- [Work task] It would help if you retyped the data exactly, leaving out the pictures.
*** Entries provided ***
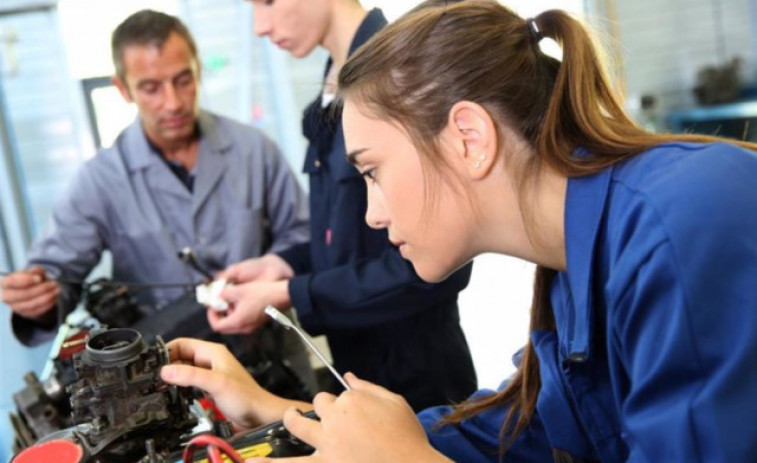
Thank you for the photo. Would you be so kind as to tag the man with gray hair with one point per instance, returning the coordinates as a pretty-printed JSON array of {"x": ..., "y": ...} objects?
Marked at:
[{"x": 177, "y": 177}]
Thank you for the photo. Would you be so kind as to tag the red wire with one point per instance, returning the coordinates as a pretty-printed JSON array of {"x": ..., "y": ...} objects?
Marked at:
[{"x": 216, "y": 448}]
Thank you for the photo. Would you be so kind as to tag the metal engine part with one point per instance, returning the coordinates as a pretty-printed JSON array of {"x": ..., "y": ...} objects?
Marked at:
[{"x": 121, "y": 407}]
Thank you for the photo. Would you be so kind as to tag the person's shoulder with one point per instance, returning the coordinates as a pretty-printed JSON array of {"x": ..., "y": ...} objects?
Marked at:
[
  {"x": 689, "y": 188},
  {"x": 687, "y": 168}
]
***
- [Solution to this task]
Thank you for the photo. Would you be so kind as to tag the man with gray hair with one point per instance, returning the coordinates as a pretty-printed JSON array of {"x": ..., "y": ...} objects?
Marked at:
[{"x": 177, "y": 177}]
Thank you for the photo. Would you be so kind as to tag the red wire with one point per instance, returning the coordinates as a pretty-printed JSON array of {"x": ..., "y": ...} objects?
Marked at:
[{"x": 216, "y": 448}]
Thank you for the photo. Would you be so kind as to tag the metal engine part with one point per instance, returning the coordinates as a pretty-printed JSON array of {"x": ..., "y": ...} objects?
Marked at:
[{"x": 121, "y": 407}]
Thank you for the photo. Would you be so kind as to tag the person's shoulder with one point per instance, returning the coordinates as a pretty-printed JSON array of {"x": ..., "y": ...} objects?
Marked at:
[
  {"x": 689, "y": 188},
  {"x": 687, "y": 168}
]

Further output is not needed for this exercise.